Directive>
Count the lines in the items below that contain the string "brown", matching case exactly, and give only the number.

Object pointing dataset rows
******************************

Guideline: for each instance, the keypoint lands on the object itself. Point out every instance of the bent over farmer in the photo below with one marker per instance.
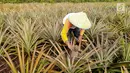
(76, 23)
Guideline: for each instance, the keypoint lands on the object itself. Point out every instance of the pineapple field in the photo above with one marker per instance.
(30, 40)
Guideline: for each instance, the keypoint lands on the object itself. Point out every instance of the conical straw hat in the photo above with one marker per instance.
(80, 20)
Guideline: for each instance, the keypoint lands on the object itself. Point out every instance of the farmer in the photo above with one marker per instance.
(75, 23)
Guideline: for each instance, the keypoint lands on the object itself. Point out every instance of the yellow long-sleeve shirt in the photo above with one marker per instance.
(65, 30)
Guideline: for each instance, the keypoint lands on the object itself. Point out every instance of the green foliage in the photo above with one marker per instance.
(30, 39)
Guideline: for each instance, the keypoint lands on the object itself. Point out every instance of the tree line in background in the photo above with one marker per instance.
(53, 1)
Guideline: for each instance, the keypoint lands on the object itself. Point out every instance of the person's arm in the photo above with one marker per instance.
(64, 32)
(81, 34)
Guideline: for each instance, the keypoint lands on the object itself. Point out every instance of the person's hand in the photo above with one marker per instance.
(80, 39)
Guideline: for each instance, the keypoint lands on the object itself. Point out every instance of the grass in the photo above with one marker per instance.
(30, 40)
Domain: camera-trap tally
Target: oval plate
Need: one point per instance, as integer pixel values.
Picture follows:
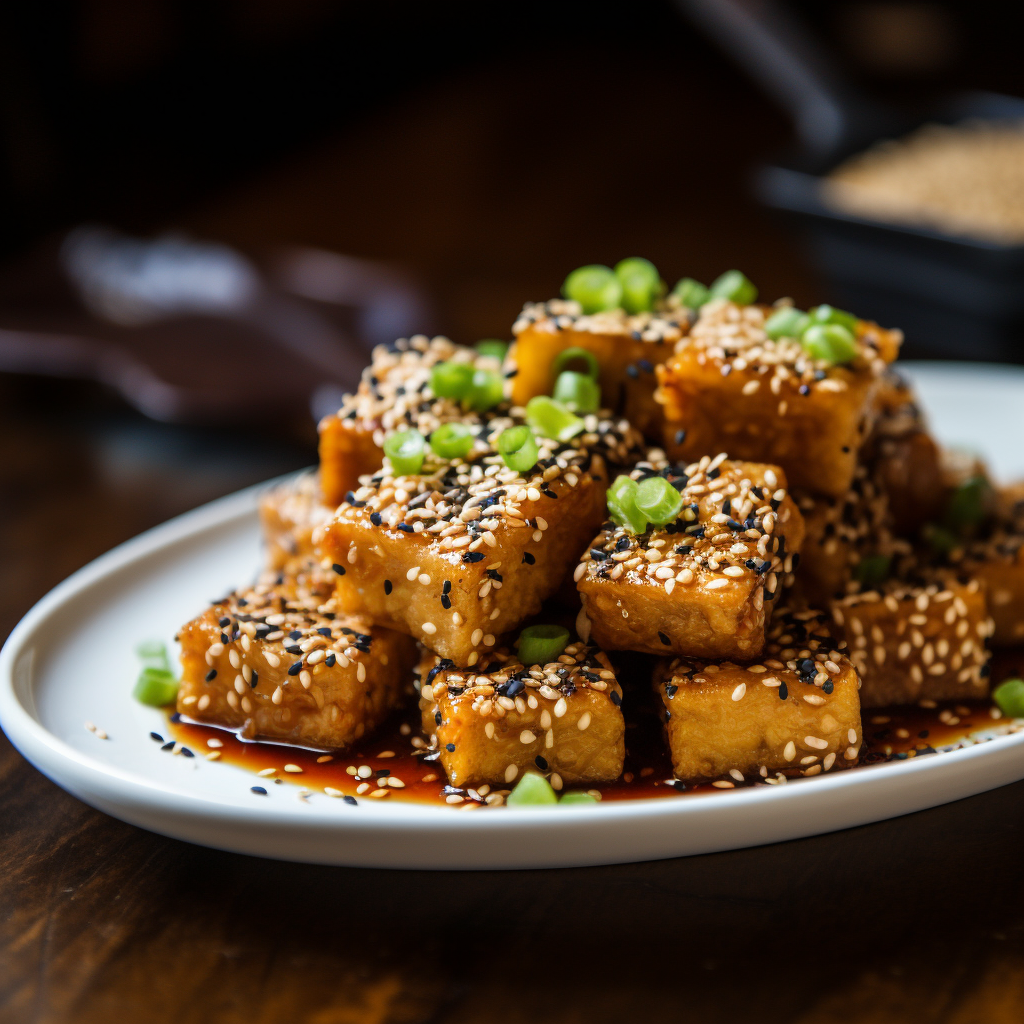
(71, 660)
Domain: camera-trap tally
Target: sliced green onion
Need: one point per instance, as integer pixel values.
(873, 569)
(494, 347)
(658, 500)
(829, 314)
(406, 450)
(552, 419)
(641, 284)
(541, 644)
(968, 505)
(452, 380)
(735, 287)
(531, 791)
(829, 342)
(691, 293)
(595, 287)
(1010, 697)
(156, 687)
(578, 797)
(517, 446)
(453, 440)
(786, 323)
(578, 392)
(622, 498)
(485, 390)
(576, 354)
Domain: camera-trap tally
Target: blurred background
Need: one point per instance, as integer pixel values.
(212, 210)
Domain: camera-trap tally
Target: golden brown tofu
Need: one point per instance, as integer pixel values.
(728, 387)
(998, 562)
(796, 708)
(289, 513)
(628, 348)
(704, 584)
(394, 394)
(563, 719)
(276, 662)
(916, 642)
(468, 549)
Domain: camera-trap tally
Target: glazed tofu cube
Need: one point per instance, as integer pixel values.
(997, 562)
(394, 394)
(796, 708)
(728, 387)
(279, 663)
(467, 550)
(628, 348)
(704, 584)
(916, 642)
(289, 513)
(491, 726)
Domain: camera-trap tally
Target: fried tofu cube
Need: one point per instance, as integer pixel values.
(468, 549)
(491, 726)
(916, 642)
(997, 562)
(797, 708)
(289, 513)
(628, 348)
(394, 394)
(729, 387)
(276, 662)
(704, 584)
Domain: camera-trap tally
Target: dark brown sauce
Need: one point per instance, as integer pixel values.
(890, 734)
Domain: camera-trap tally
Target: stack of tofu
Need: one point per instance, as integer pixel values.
(793, 588)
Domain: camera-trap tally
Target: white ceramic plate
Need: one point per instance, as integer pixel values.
(71, 659)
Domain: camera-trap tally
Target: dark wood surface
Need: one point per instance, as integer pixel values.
(920, 919)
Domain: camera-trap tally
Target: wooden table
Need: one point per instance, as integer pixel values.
(920, 919)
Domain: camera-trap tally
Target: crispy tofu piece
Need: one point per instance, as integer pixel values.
(728, 387)
(916, 642)
(997, 562)
(702, 585)
(628, 348)
(491, 726)
(394, 394)
(796, 708)
(278, 662)
(289, 513)
(469, 549)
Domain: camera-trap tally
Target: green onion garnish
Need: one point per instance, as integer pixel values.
(552, 419)
(735, 287)
(786, 323)
(541, 644)
(641, 284)
(691, 293)
(578, 797)
(1010, 697)
(406, 450)
(622, 498)
(567, 356)
(578, 392)
(156, 685)
(830, 342)
(829, 314)
(485, 390)
(873, 569)
(532, 790)
(452, 380)
(453, 440)
(595, 287)
(493, 346)
(658, 500)
(517, 448)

******************************

Answer to this exercise>
2